*Document passage*

*** Begin section ***

Sow bean seeds directly in your garden around the last frost date in spring—beans get off to a strong start in soil that is at least 60 degrees F.

Choose a spot that's sunny most of the day. The soil should be well drained; otherwise, bean seeds can rot before germination occurs. Adding compost to your soil will help its drainage and increase its fertility. In fact, compost is all the fertilizer your beans need because they extract their own nitrogen from the air. Beans do this most efficiently when you treat the seeds with a rhizobial inoculant (available in many seed catalogs) before you sow them.

Water Well
The key to watering beans is to keep the soil moist but not wet. Beans do well with drip irrigation, which conserves water (by getting it right to the plants' roots) and keeps the leaves dry (helping them to stay clean of rust and other fungal diseases). A simple soaker hose works equally well.

Harvest Ready
When the leaves fall off the vines and the pods turn from green to brown, the beans are ready to harvest. Pull up or clip the plants and then place them in a cool, dry place for a few days until they're fully dry. Pluck off the pods, split them open by hand, and remove the beans inside, or leave the pods on the stalk and beat the whole plant on the inside of a barrel until the beans fall out. You can store the beans in an airtight container away from heat and moisture for up to two years, but you can eat them or even plant them anytime before then.

*** End section ***

*Requirement 1*
In the bean-growing guide, what soil temperature gives beans a strong start?
*Requirement 2*
What storage conditions does the bean-growing guide give for harvested beans? List all of them.
*Requirement 3*
Transcribe everything in the bean-growing guide from "Harvest Ready" down to "anytime before then.".

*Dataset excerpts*
*** Begin section ***

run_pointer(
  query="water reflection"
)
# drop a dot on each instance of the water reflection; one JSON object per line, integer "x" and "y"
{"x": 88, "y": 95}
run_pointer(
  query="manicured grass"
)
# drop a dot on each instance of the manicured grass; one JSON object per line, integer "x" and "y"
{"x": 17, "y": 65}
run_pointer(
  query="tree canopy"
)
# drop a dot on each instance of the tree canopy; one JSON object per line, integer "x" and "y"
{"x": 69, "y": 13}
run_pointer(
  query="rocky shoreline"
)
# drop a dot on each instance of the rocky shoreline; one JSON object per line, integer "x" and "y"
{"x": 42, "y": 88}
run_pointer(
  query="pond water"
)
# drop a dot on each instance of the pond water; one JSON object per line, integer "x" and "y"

*** End section ***

*Answer 1*
At least 60 degrees F.

*Answer 2*
- In an airtight container
- Away from heat
- Away from moisture

*Answer 3*
Harvest Ready
When the leaves fall off the vines and the pods turn from green to brown, the beans are ready to harvest. Pull up or clip the plants and then place them in a cool, dry place for a few days until they're fully dry. Pluck off the pods, split them open by hand, and remove the beans inside, or leave the pods on the stalk and beat the whole plant on the inside of a barrel until the beans fall out. You can store the beans in an airtight container away from heat and moisture for up to two years, but you can eat them or even plant them anytime before then.